[Location labeling records]
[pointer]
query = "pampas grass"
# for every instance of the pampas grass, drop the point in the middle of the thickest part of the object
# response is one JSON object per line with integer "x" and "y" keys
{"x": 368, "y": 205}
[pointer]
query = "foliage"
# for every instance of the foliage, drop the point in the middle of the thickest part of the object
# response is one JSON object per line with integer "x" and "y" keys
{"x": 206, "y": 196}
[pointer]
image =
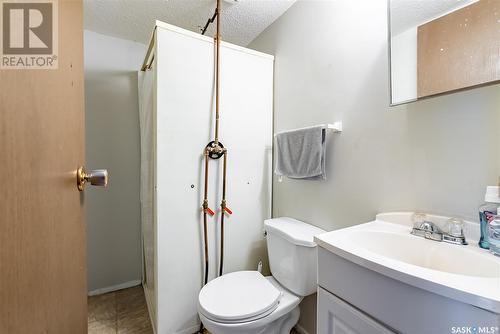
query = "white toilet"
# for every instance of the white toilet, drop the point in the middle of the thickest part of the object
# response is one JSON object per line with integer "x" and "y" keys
{"x": 245, "y": 302}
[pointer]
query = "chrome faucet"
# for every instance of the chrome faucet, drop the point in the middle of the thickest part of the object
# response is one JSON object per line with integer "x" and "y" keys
{"x": 429, "y": 230}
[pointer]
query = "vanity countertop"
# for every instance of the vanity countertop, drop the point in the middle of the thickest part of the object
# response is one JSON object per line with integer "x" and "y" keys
{"x": 465, "y": 273}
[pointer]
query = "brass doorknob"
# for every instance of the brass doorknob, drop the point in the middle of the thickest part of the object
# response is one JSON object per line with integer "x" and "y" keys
{"x": 97, "y": 177}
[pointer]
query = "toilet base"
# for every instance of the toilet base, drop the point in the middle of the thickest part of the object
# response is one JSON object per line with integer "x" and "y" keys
{"x": 281, "y": 325}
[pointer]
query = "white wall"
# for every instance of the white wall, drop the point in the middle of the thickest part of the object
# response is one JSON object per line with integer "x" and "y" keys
{"x": 404, "y": 66}
{"x": 112, "y": 142}
{"x": 185, "y": 111}
{"x": 435, "y": 155}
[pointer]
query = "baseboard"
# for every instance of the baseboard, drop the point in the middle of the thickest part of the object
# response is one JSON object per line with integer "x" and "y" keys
{"x": 151, "y": 308}
{"x": 300, "y": 329}
{"x": 190, "y": 330}
{"x": 121, "y": 286}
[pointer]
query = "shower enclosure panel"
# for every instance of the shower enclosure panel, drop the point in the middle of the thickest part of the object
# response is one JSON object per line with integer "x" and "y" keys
{"x": 183, "y": 124}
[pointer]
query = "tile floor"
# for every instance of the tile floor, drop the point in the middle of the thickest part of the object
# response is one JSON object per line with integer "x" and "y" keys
{"x": 119, "y": 312}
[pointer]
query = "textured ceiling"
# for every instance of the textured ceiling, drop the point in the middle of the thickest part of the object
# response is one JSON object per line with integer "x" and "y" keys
{"x": 410, "y": 13}
{"x": 242, "y": 20}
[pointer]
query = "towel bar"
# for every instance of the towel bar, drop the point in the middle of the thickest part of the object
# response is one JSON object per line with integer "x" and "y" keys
{"x": 335, "y": 127}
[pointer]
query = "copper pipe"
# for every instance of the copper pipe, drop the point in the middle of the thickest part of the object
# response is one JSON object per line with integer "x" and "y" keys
{"x": 223, "y": 210}
{"x": 217, "y": 74}
{"x": 205, "y": 211}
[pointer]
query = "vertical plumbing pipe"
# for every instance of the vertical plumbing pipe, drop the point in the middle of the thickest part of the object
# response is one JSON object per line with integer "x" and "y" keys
{"x": 217, "y": 72}
{"x": 223, "y": 212}
{"x": 205, "y": 211}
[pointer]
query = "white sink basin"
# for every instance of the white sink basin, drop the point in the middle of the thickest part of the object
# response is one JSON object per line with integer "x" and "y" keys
{"x": 428, "y": 254}
{"x": 465, "y": 273}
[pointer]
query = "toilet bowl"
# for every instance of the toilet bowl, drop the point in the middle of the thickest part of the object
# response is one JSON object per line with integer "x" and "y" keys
{"x": 246, "y": 302}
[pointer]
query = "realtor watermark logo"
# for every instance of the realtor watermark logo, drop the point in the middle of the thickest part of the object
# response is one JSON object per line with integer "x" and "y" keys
{"x": 474, "y": 330}
{"x": 28, "y": 36}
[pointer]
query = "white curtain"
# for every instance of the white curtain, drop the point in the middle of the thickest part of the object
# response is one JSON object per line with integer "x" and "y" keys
{"x": 146, "y": 82}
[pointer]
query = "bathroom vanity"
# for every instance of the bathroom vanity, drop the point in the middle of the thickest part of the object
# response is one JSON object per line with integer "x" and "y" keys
{"x": 378, "y": 278}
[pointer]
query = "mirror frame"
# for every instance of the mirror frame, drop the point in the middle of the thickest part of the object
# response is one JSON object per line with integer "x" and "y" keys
{"x": 389, "y": 44}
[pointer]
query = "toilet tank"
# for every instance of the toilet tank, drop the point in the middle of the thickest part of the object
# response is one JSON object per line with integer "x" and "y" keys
{"x": 293, "y": 254}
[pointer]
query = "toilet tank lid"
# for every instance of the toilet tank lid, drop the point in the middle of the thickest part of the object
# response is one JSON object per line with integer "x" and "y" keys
{"x": 293, "y": 230}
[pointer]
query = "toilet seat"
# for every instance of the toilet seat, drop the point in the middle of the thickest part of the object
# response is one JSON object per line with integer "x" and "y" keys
{"x": 237, "y": 297}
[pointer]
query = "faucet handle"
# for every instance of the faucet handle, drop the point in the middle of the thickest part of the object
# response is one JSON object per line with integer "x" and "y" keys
{"x": 430, "y": 227}
{"x": 418, "y": 219}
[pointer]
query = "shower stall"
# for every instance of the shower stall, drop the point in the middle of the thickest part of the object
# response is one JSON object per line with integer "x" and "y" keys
{"x": 177, "y": 106}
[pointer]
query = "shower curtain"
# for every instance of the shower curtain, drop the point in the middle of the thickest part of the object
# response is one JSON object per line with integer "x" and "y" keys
{"x": 146, "y": 81}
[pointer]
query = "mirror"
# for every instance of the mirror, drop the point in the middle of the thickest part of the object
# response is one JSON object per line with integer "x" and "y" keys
{"x": 442, "y": 46}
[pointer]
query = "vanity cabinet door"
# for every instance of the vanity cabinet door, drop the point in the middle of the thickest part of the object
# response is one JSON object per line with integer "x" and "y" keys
{"x": 337, "y": 317}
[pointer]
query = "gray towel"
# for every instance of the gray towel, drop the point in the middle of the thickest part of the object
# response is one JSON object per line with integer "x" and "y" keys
{"x": 300, "y": 154}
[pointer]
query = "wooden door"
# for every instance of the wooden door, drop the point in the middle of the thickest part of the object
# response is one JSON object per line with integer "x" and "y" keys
{"x": 42, "y": 228}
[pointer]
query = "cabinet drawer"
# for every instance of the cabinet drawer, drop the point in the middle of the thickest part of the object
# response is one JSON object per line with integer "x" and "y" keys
{"x": 337, "y": 317}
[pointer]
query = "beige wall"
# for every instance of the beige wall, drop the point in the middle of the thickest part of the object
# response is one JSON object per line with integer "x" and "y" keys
{"x": 112, "y": 141}
{"x": 435, "y": 155}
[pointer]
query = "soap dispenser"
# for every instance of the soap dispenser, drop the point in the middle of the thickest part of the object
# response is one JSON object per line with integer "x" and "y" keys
{"x": 494, "y": 234}
{"x": 487, "y": 212}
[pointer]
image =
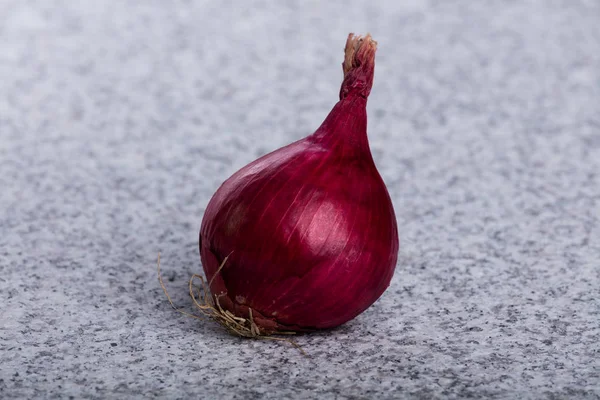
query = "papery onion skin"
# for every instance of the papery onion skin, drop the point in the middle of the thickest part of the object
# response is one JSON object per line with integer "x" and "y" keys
{"x": 310, "y": 228}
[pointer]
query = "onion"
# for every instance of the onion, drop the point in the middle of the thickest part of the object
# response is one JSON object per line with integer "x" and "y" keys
{"x": 305, "y": 237}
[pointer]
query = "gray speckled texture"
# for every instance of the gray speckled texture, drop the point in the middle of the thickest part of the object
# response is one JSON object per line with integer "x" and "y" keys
{"x": 119, "y": 119}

-- SET EXERCISE --
Locate every line in the records that contains the word "enclosure" and copy each one.

-- ANSWER BELOW --
query = "shower enclosure panel"
# for every instance of the shower enclosure panel, drop the point in the middle of the thickest part of the object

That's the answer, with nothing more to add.